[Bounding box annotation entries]
--------------------------------

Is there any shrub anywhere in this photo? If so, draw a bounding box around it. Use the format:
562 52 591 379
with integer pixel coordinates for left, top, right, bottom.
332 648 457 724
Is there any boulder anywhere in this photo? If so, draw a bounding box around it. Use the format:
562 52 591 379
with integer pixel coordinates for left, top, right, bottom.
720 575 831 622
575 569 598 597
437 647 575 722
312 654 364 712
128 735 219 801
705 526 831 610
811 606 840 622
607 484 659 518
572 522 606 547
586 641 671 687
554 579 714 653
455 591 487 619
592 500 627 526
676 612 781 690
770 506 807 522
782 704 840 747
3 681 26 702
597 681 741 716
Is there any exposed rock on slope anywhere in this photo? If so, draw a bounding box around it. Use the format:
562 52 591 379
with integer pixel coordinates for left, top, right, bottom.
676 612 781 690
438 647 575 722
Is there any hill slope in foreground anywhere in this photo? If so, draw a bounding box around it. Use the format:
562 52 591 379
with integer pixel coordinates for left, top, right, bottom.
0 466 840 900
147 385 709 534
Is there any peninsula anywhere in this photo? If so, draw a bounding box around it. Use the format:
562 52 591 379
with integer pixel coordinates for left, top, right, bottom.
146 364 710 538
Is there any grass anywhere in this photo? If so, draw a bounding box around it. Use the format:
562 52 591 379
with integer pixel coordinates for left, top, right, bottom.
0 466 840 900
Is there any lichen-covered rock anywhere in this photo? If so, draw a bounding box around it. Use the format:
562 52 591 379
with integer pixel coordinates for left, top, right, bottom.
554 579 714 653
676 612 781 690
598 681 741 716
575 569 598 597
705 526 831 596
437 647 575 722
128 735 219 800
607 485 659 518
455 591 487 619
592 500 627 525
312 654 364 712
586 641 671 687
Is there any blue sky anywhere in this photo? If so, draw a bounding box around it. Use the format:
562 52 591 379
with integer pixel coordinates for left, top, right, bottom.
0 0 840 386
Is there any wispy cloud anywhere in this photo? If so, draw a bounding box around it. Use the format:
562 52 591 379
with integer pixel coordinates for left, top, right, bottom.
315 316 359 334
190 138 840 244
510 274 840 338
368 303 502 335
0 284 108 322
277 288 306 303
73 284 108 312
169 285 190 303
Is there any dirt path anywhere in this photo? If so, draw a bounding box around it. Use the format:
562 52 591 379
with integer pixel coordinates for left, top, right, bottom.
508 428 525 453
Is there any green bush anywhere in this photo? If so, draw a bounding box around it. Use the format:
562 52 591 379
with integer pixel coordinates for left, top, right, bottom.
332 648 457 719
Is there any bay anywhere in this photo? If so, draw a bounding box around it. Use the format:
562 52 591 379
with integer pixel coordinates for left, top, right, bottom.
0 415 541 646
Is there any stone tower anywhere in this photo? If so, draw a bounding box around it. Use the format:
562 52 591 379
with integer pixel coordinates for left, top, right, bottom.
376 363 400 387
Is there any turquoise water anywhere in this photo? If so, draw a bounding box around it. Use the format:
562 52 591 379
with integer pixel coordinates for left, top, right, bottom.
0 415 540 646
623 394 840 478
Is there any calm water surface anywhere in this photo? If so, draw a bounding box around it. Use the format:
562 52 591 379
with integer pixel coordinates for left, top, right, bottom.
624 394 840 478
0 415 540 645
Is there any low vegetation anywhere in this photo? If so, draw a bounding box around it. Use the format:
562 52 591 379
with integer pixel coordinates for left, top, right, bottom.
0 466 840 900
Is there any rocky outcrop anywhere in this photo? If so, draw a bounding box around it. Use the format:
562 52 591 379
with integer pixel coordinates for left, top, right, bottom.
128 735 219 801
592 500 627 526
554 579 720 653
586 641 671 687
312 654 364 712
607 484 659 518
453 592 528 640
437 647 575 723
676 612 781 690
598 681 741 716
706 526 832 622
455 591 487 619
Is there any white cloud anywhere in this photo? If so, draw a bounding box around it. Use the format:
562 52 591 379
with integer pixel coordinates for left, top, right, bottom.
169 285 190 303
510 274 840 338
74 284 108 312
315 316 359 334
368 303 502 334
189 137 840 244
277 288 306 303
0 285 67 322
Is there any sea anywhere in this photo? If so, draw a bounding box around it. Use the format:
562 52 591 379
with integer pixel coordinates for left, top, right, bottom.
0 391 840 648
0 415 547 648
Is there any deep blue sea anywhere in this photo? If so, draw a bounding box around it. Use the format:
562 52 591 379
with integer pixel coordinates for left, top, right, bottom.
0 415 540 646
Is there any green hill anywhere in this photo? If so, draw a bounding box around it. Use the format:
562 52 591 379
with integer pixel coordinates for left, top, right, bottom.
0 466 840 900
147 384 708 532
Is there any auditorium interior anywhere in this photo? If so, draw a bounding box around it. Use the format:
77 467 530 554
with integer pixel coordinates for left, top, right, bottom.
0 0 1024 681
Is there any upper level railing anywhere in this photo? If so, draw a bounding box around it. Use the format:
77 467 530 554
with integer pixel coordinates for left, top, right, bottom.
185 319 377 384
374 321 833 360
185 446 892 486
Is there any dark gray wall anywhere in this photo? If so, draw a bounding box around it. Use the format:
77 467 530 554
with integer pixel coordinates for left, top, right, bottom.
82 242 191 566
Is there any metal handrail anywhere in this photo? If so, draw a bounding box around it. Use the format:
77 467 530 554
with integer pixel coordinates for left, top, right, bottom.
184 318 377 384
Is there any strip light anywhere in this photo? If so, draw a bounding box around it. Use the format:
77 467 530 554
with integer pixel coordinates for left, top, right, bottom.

--------------------------------

▶ PROBLEM DETAILS
Copy all of the data above line for line, without changing anything.

▶ ANSWER TO THIS EXERCISE
Is there any shrub anywhere in this photo? If so, draw a bounding box around it. Use the format:
562 52 591 379
with integer pixel coordinates for left, top, right, bottom.
332 648 457 724
Is there any boulder anywhere in this photo? If so, draw a bounding box around it. Use the format:
562 52 591 379
with integer pixel coordinates for left, top, right, bottom.
720 575 831 622
575 569 598 597
437 647 575 722
312 654 364 712
128 735 219 801
705 526 831 610
811 606 840 622
607 484 659 518
572 522 606 547
586 641 671 687
554 579 714 653
455 591 487 619
592 500 627 526
676 612 781 690
770 506 807 522
782 704 840 747
3 681 26 702
597 681 741 716
Is there any exposed rock on slope anywhere in this photo? If so, draw a bounding box around it. Use the format:
562 52 591 379
with integer pixel coordinates for left, top, right, bottom.
676 612 781 690
438 647 575 722
Is there any hill slope in foreground anywhere in this photo? If so, draw a bounding box around it. Use the format:
562 52 591 379
with integer pixel coordinates for left, top, right, bottom.
0 466 840 900
147 385 709 534
Is there any peninsula anywhere in this photo? If so, draw a bounding box around it. Use the format:
562 52 591 379
with integer pixel coordinates for left, top, right, bottom.
146 364 710 538
Is there any grass anywhere in this photo? If so, draw a bounding box around it. Use the format:
562 52 591 379
with integer pixel coordinates for left, top, right, bottom.
0 466 840 900
Is there any lichen-covered rock anywhere in this photo? If so, draw a bounding box around it. Use the format:
562 52 591 379
with integer pixel coordinates for left, top, right, bottom.
554 579 714 653
676 612 781 690
598 681 741 716
575 569 598 597
705 526 831 596
437 647 575 722
128 735 219 800
607 485 659 518
455 591 487 619
592 500 627 525
312 654 364 712
586 641 671 687
Is there any blue sky anywhere in this photo? If so, draw a bounding box around it. Use the format:
562 52 591 379
with integer pixel coordinates for left, top, right, bottom.
0 0 840 386
Is there any wispy cloud anywhere in this photo? If so, draw a bounding box around it. Use the format:
562 52 591 379
with integer pixel coordinates for left, top, right, bottom.
315 316 359 334
190 138 840 244
510 274 840 338
368 303 502 335
0 284 108 322
277 288 306 303
73 284 108 312
169 285 190 303
Is there any dirt path anywhere in this photo? If so, draw a bounding box around it. Use the format:
562 52 591 379
with integer pixel coordinates for left, top, right, bottom.
508 428 525 453
Is there any green bush anywhere in this photo? If so, draw a bounding box around it. Use the format:
562 52 591 379
with integer pixel coordinates for left, top, right, bottom.
332 648 457 719
Is there any bay anywhere in this photo? If so, draw a bounding box around it. Use the format:
562 52 591 379
with integer pixel coordinates for left, top, right, bottom.
0 415 541 646
Is there any stone tower anywhere in this photo? If so, draw a bounding box around it. Use the format:
562 52 591 379
with integer pixel coordinates for left, top, right, bottom.
376 363 400 387
Is there any turquoise water anywhere in this photo? If so, draw a bounding box around it. Use the format:
562 52 591 379
with integer pixel coordinates for left, top, right, bottom.
0 415 540 646
623 394 840 478
Is there any calm water surface anywhere in this photo? If so, draw a bounding box around it. Use the format:
562 52 591 379
with integer pixel coordinates for left, top, right, bottom.
624 394 840 478
0 415 540 645
Is there any low vegetation anywhere in this photo? If so, draw a bounding box around it. Use the format:
562 52 591 379
with integer pixel coordinates for left, top, right, bottom.
0 466 840 900
Is there any rocky outcrop anywhere in this photo? If so, draw a bounding box around it. Use the format:
562 52 591 379
with integer pixel coordinates for left, top, right, bottom.
128 735 219 801
592 500 627 526
554 579 720 653
586 641 671 687
312 654 364 712
607 484 659 518
453 592 528 640
437 647 575 723
676 612 781 690
598 681 741 716
706 526 832 622
455 591 487 619
Is there any white cloud anywhere in this photo? If so, draw a bounding box around it. Use the format:
562 52 591 379
with integer pixel coordinates for left, top, right, bottom.
169 285 190 303
510 274 840 338
74 284 108 312
315 316 359 334
368 303 502 334
189 137 840 244
277 288 306 303
0 285 67 322
Is there any sea anywhere in this photo? If so, draw a bounding box around it. Use the format:
562 52 591 379
with integer pixel coordinates for left, top, right, bottom.
0 391 840 648
0 415 547 648
Is there any deep blue sea anywhere in this photo? If so, draw a bounding box around it. Use the format:
562 52 591 379
with integer pixel coordinates for left, top, right, bottom.
0 415 540 646
Is there any green hill anywhere in this photo? If so, draw a bounding box around it. Use the format:
562 52 591 379
with integer pixel coordinates for left, top, right, bottom.
0 466 840 900
147 384 708 532
Is there any auditorium interior anywhere in this photo? If so, draw a bounding box around it. Use the format:
77 467 530 554
with integer pixel coordinates for left, top, right, bottom.
0 0 1024 681
Is there any upper level railing anywhere in this photo? If so, draw a bounding box around it. Use the format:
77 467 530 554
with integer pixel coordinates for left, top, right, bottom.
185 319 377 384
374 321 833 360
185 446 892 486
Is there any dark gray wall anywhere in this photo? If so, draw a bounding box around it. Use the format:
77 467 530 554
with integer pixel coordinates for left, top, right, bottom.
82 242 191 566
Is there any metal handrail anywhere in this photo? If so, draw a bounding box around it. Use the format:
77 467 530 554
with integer pixel coordinates for left, top, right, bottom.
184 318 377 384
Is there any strip light anywhere in this photo? If so, draw a bounding box around it. Use the format:
77 467 530 554
with integer pixel coordinates for left, top, right, bottom.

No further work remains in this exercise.